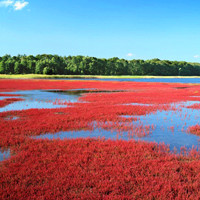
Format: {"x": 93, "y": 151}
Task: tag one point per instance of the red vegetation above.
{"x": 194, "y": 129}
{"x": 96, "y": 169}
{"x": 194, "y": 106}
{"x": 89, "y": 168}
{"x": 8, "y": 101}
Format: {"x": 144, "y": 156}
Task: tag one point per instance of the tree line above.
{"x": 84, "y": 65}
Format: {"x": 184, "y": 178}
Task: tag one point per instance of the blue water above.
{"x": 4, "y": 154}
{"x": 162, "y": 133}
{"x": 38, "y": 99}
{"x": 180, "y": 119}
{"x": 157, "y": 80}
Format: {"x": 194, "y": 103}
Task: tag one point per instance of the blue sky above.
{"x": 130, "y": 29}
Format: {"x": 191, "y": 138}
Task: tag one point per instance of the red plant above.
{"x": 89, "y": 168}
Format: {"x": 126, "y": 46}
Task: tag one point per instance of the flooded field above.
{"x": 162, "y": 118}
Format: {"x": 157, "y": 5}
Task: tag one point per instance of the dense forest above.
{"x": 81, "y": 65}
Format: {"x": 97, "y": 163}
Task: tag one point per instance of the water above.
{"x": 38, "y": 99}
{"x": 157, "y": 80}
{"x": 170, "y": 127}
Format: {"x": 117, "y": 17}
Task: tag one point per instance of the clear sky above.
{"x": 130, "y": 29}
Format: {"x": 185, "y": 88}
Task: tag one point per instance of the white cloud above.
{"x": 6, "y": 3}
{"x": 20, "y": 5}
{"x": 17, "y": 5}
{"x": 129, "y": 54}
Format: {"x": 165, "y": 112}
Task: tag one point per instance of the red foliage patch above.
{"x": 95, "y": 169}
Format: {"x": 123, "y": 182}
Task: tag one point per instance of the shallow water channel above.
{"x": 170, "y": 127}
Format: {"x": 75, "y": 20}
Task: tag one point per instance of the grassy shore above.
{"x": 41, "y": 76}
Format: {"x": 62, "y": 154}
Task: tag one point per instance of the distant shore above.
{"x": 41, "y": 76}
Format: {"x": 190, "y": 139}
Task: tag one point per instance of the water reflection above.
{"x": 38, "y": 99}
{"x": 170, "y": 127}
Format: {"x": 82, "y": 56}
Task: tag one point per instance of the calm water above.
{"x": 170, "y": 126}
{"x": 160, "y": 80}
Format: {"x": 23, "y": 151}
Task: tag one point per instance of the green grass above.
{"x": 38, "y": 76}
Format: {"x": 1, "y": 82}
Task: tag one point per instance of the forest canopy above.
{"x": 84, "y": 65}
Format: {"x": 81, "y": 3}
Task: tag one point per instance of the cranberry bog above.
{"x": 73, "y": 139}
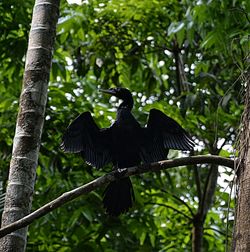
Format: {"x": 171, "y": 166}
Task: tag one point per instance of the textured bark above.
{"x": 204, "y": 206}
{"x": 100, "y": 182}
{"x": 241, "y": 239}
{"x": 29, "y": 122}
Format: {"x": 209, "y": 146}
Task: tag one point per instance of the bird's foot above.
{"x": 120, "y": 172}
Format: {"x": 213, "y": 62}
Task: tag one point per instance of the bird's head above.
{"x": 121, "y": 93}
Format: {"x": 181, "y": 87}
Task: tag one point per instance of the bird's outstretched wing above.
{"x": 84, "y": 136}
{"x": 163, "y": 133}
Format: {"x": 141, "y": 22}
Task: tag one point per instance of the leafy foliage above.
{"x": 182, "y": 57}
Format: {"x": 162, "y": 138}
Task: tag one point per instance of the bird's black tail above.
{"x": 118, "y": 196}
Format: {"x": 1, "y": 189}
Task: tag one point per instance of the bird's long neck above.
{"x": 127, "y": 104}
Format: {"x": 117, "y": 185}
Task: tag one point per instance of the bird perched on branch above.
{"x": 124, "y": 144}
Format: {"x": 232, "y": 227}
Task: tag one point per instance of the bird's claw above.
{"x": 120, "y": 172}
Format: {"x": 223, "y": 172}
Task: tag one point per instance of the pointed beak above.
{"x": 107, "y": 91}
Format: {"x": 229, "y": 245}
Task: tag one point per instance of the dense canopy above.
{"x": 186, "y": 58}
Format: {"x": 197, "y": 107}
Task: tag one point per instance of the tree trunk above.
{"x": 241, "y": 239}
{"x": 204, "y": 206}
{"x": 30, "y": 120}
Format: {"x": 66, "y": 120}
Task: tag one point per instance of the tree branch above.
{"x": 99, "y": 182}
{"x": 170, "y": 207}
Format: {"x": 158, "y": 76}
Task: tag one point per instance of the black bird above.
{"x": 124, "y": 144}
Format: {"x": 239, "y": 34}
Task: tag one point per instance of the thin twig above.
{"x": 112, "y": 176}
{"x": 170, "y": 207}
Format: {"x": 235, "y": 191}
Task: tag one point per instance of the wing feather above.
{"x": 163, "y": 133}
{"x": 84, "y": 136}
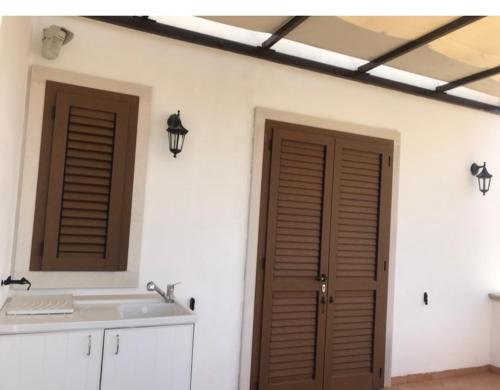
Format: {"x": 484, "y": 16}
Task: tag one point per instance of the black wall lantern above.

◆ Short exercise ◆
Restate the listing above word for word, and skip the pictures.

◆ Exercise result ◆
Format: {"x": 93, "y": 151}
Task: tag one point per instance of the red vegetation above.
{"x": 194, "y": 129}
{"x": 96, "y": 169}
{"x": 194, "y": 106}
{"x": 89, "y": 168}
{"x": 8, "y": 101}
Format: {"x": 144, "y": 156}
Task: tag one point per instance of the tree line above.
{"x": 84, "y": 65}
Format: {"x": 184, "y": 178}
Task: tag one point per instance of the blue water above.
{"x": 4, "y": 154}
{"x": 162, "y": 133}
{"x": 38, "y": 99}
{"x": 180, "y": 119}
{"x": 157, "y": 80}
Format: {"x": 194, "y": 103}
Task: tag one point per instance of the blue sky above.
{"x": 130, "y": 29}
Format: {"x": 191, "y": 138}
Task: tag one point per instance of the red plant above.
{"x": 89, "y": 168}
Format: {"x": 126, "y": 46}
Task: tag one point per instance of the flooded field above.
{"x": 162, "y": 118}
Format: {"x": 157, "y": 5}
Task: tag one point per instance of the dense forest above.
{"x": 81, "y": 65}
Format: {"x": 97, "y": 163}
Task: tag one point per instance of the water above.
{"x": 38, "y": 99}
{"x": 157, "y": 80}
{"x": 170, "y": 127}
Format: {"x": 117, "y": 17}
Task: tag one point per instance of the clear sky above.
{"x": 130, "y": 29}
Format: {"x": 185, "y": 88}
Task: tag one point per instance of the white cloud above.
{"x": 6, "y": 3}
{"x": 20, "y": 5}
{"x": 17, "y": 5}
{"x": 129, "y": 54}
Format: {"x": 165, "y": 112}
Task: tag one point per instance of the red foliage patch above.
{"x": 95, "y": 169}
Format: {"x": 123, "y": 182}
Task: tag one point per instance of the shallow water channel above.
{"x": 170, "y": 127}
Format: {"x": 75, "y": 20}
Task: tag one point per instance of the grassy shore above.
{"x": 41, "y": 76}
Format: {"x": 62, "y": 154}
Task: tag one point per instance of the distant shore above.
{"x": 41, "y": 76}
Format: {"x": 190, "y": 139}
Task: tag one point per instance of the water reflection above.
{"x": 38, "y": 99}
{"x": 170, "y": 127}
Format: {"x": 82, "y": 56}
Task: tag one point per instance of the calm water above.
{"x": 170, "y": 126}
{"x": 160, "y": 80}
Format: {"x": 23, "y": 151}
Task: tag one point per instance of the green grass above.
{"x": 38, "y": 76}
Format: {"x": 1, "y": 82}
Task: tag one point per instance of the forest canopy above.
{"x": 84, "y": 65}
Format: {"x": 81, "y": 3}
Task: tag one point per instance of the cranberry bog above.
{"x": 73, "y": 139}
Format: {"x": 171, "y": 166}
Task: tag one point per instance of the textured bark above.
{"x": 204, "y": 206}
{"x": 100, "y": 182}
{"x": 241, "y": 239}
{"x": 29, "y": 122}
Format: {"x": 209, "y": 146}
Task: tag one point per instance of the bird's foot above.
{"x": 120, "y": 172}
Format: {"x": 213, "y": 62}
Task: tag one point per instance of the bird's head above.
{"x": 121, "y": 93}
Format: {"x": 181, "y": 87}
Task: tag one point per instance of the bird's outstretched wing above.
{"x": 84, "y": 136}
{"x": 163, "y": 133}
Format: {"x": 141, "y": 22}
Task: tag one point per instance of the leafy foliage above.
{"x": 182, "y": 57}
Format: {"x": 162, "y": 138}
Task: tag one point per instance of the bird's black tail above.
{"x": 118, "y": 196}
Format: {"x": 1, "y": 189}
Task: tag one point per instance of the bird's long neck above.
{"x": 127, "y": 104}
Format: {"x": 117, "y": 185}
Task: tag one point per instance of the bird perched on branch above.
{"x": 124, "y": 144}
Format: {"x": 232, "y": 227}
Task: tag one point per instance of the bird's claw above.
{"x": 120, "y": 172}
Format: {"x": 223, "y": 172}
Task: tag one point per instance of the pointed beak above.
{"x": 107, "y": 91}
Format: {"x": 229, "y": 245}
Task: tag one point per instance of the dense canopy above.
{"x": 186, "y": 58}
Format: {"x": 197, "y": 107}
Task: tag one point per instance of the tree trunk above.
{"x": 241, "y": 239}
{"x": 204, "y": 206}
{"x": 30, "y": 120}
Format: {"x": 66, "y": 120}
Task: tag one point per instance of the tree branch above.
{"x": 99, "y": 182}
{"x": 170, "y": 207}
Format: {"x": 158, "y": 76}
Task: tag one point per instance of the black bird above.
{"x": 124, "y": 144}
Format: {"x": 239, "y": 34}
Task: tag one point per instance of the thin twig above.
{"x": 112, "y": 176}
{"x": 170, "y": 207}
Format: {"x": 235, "y": 191}
Task: tag one point per instance of the wing feather above.
{"x": 163, "y": 133}
{"x": 84, "y": 136}
Format: {"x": 484, "y": 16}
Task: tag one point per instance of the black wall lantern above.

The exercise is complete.